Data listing
— Start —

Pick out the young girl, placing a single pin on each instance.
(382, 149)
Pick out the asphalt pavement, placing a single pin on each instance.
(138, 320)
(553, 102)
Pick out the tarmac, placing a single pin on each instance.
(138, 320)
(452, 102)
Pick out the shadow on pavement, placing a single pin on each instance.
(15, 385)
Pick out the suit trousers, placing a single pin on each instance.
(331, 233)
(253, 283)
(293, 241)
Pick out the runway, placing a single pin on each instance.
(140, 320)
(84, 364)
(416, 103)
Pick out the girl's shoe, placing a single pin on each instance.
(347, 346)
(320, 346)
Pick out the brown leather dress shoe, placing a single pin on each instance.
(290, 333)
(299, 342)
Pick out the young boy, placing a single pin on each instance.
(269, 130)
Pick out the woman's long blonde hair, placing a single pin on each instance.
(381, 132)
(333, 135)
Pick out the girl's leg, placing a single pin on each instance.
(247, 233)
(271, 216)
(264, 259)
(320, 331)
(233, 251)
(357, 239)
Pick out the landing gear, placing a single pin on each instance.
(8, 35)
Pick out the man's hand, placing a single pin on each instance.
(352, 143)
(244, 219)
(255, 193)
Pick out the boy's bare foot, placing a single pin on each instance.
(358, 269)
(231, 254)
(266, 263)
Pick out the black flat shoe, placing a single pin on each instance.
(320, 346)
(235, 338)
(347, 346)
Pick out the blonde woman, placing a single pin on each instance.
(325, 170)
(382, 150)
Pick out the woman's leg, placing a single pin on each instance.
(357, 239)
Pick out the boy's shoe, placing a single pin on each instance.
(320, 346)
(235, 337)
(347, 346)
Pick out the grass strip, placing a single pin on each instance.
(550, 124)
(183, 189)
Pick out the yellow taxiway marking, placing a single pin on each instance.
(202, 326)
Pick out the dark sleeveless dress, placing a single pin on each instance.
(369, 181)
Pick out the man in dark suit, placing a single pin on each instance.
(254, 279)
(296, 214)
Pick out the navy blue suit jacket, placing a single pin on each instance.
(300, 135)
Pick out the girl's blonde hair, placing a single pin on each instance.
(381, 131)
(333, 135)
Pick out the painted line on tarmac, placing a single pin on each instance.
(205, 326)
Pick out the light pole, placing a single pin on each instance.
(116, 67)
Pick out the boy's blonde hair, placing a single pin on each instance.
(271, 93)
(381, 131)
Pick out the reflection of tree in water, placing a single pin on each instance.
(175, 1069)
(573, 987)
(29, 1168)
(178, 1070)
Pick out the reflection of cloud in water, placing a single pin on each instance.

— End —

§ What you are asked to do: Repeat all of the records above exactly as they appear.

§ Task answer:
Pick out the young girl, placing a single pin on each instance.
(382, 149)
Pick out the asphalt pavement, placing a single pin on each instance.
(138, 320)
(553, 102)
Pick out the tarmac, placing a single pin on each instance.
(138, 320)
(452, 102)
Pick out the shadow on pavement, placing a single pin on each instance.
(15, 385)
Pick out the suit trousers, placing a single pin on each instance.
(331, 233)
(253, 283)
(293, 241)
Pick out the runway, placing a single pin on each instance.
(140, 320)
(84, 364)
(416, 103)
Pick out the girl's shoe, placing a single pin on each instance.
(347, 346)
(320, 346)
Pick out the brown leather dress shoe, placing a single pin on each instance.
(290, 333)
(299, 342)
Pick out the young boy, placing a single pin on each instance.
(269, 130)
Pick out the woman's long blonde hair, placing a single pin on each instance.
(381, 132)
(333, 135)
Pick out the girl's leg, placing a single pin on each instance.
(247, 233)
(271, 216)
(264, 259)
(320, 331)
(233, 251)
(357, 239)
Pick out the landing gear, placing a single pin on each instance.
(8, 35)
Pick out the man's hand, placing a single pin on each instance.
(352, 143)
(244, 219)
(255, 193)
Pick out the boy's bare foot, placing a single pin on each instance.
(358, 269)
(231, 254)
(266, 263)
Pick out the black flat shoe, placing a single pin on each instance.
(320, 346)
(235, 338)
(347, 346)
Pick out the blonde woman, placing a single pin on each instance.
(325, 170)
(382, 150)
Pick out the woman's leg, placing a single pin on each instance.
(357, 239)
Pick out the boy's shoe, placing a single pin on each instance.
(320, 346)
(235, 337)
(347, 346)
Pick out the grass strip, placing a single pin on each instance.
(550, 124)
(183, 189)
Pick out the yellow taxiway marking, placing a single pin on each instance.
(202, 326)
Pick out the dark sleeveless dress, placing a single pin on each instance.
(369, 181)
Pick out the man in dark suit, placing a single pin on each instance.
(254, 279)
(296, 214)
Pick out the navy blue suit jacket, placing a single pin on each instance.
(300, 135)
Pick out the girl's blonde hair, placing a single pin on each instance.
(381, 131)
(333, 135)
Pick out the painted line on tarmac, placing a single pin on each instance.
(205, 326)
Pick out the light pole, placing a single pin on each instance.
(116, 67)
Pick out the boy's blonde hair, placing a single pin on each instance.
(271, 93)
(381, 131)
Pick out the reflection of tree in water, placing a single pin on each instance.
(175, 1069)
(573, 987)
(29, 1168)
(178, 1070)
Pick out the reflection of cloud in water, placing a single pin on each instance.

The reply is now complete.